═══ Given text

Thursday, 31 July 2014

Satsuma Street's "Impossible" Nelson Mandela Pattern - Review and Progression Pics.

I'm super proud to say that one of my best friends graduated from university this month, and I wanted to mark the occasion with a gift as not only for congratulatory reasons, but a house warming; to hang in his new home which has been a long awaited and hard worked for goal.

I decided upon one of my favourite patterns from Jody Rice's Etsy store Satsuma Street.
It's a wonderful quote from the late Nelson Mandela:


It retails for £3.61 and the finished piece is 8.5 inches tall by 9 inches wide. Jody stitched it on to a beautiful piece of rustic style linen and displayed it in a 10 inch hoop. It's to die for isn't it?
I decided to go for a different style with it though, and wants to emphasise the colours in the pattern. 

So I chose a 14 count piece of Aida in a very pale grey, almost baby blue colour. I also changed the white detailing around "Impossible" for navy blue to make it stand out a bit more on my fabric. That being said though, the true colour of the fabric was almost impossible to photograph - much like the glitter fabric I used for the wedding sampler I did.

══════

__Required task A__. List every measurement in inches that the cross-stitch blog post gives.
__Required task B__. According to the cross-stitch blog post, what does the Nelson Mandela pattern retail for?
__Required task C__. Write a continuation of the cross-stitch blog post, starting after its final sentence.

═══ Records supplied

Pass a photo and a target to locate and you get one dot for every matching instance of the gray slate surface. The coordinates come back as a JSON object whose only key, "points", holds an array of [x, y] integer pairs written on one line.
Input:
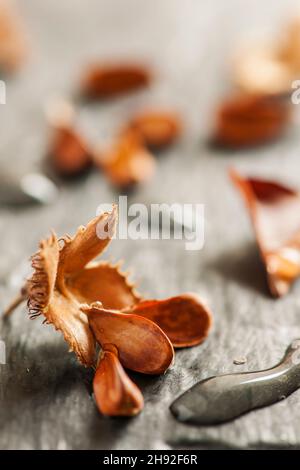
{"points": [[45, 400]]}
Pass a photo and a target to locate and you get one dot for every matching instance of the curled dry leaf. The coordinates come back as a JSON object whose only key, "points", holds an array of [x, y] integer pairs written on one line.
{"points": [[128, 162], [275, 215], [157, 128], [245, 120], [13, 40], [106, 81], [142, 345], [54, 267], [184, 319], [114, 391]]}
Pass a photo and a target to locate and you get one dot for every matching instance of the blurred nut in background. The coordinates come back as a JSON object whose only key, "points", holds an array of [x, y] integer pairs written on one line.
{"points": [[128, 162], [246, 120], [106, 81], [13, 40], [157, 128]]}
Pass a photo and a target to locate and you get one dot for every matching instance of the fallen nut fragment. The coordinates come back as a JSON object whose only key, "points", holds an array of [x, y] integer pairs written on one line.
{"points": [[184, 319], [128, 162], [270, 68], [110, 80], [69, 153], [141, 344], [275, 213], [13, 40], [94, 302], [248, 120], [157, 128], [48, 292], [114, 391]]}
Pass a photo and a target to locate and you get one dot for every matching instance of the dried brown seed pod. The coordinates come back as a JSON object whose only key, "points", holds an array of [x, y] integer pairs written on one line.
{"points": [[69, 152], [110, 80], [13, 40], [128, 162], [48, 292], [246, 120], [157, 128], [141, 344], [275, 213], [259, 70], [114, 391], [184, 319]]}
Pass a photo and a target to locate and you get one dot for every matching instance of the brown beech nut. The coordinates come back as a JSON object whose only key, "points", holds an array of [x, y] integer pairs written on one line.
{"points": [[157, 128], [142, 345], [128, 162], [275, 214], [184, 318], [69, 153], [110, 80], [246, 120], [115, 393]]}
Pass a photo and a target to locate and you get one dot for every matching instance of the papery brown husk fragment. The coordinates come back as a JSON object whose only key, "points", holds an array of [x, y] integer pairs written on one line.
{"points": [[184, 318], [54, 266], [114, 391], [110, 80], [141, 344], [250, 120], [275, 214]]}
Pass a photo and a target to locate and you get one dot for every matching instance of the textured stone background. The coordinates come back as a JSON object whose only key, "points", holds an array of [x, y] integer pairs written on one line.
{"points": [[45, 400]]}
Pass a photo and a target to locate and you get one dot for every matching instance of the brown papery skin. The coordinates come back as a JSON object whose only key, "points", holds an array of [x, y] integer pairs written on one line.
{"points": [[69, 152], [110, 80], [115, 393], [246, 120], [184, 319], [275, 215], [157, 129], [141, 344]]}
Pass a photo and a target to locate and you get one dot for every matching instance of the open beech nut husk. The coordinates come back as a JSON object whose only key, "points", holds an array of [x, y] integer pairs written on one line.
{"points": [[107, 81], [245, 120], [141, 344], [157, 128], [128, 162], [114, 391], [13, 40], [184, 319], [51, 292], [275, 215]]}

══════

__Response A__.
8.5 inches tall
9 inches wide
10 inch hoop

__Response B__. £3.61

__Response C__.
Anywho, here are my progress photos:









Almost there...





 Complete! 

This project over all I would say took me about 30 hours, and the blackwork I really enjoyed doing. I didn't do the shading on the back of the word "Impossible", I felt if I used the navy thread for the banner to do that, it would be a little overbearing and would darken it too much. The pattern was so simple to read, and Jody has such a great way of displaying the pattern. It's so convenient as a PDF that I can just read from my iPad. The key is clear and consistent and you can download it straight away from her Etsy store.

Next, came the task of framing! I've never framed anything before, and Doncaster is definitely lacking a good framer. I was really unhappy with the work that was done with my wedding sampler from the local one that is here.

So I decided to do it myself this time, I ordered a custom mount from a shop online (which was surprisingly easy to do) and I was totally petrified the colour of it would be wrong or I'd measured wrong. My uncle peter always tells me "Measure twice - Cut once" - I measured repeatedly and I was lucky! It turned up and although the card stock was a lot darker than it showed online, it was still a great contrast to the work.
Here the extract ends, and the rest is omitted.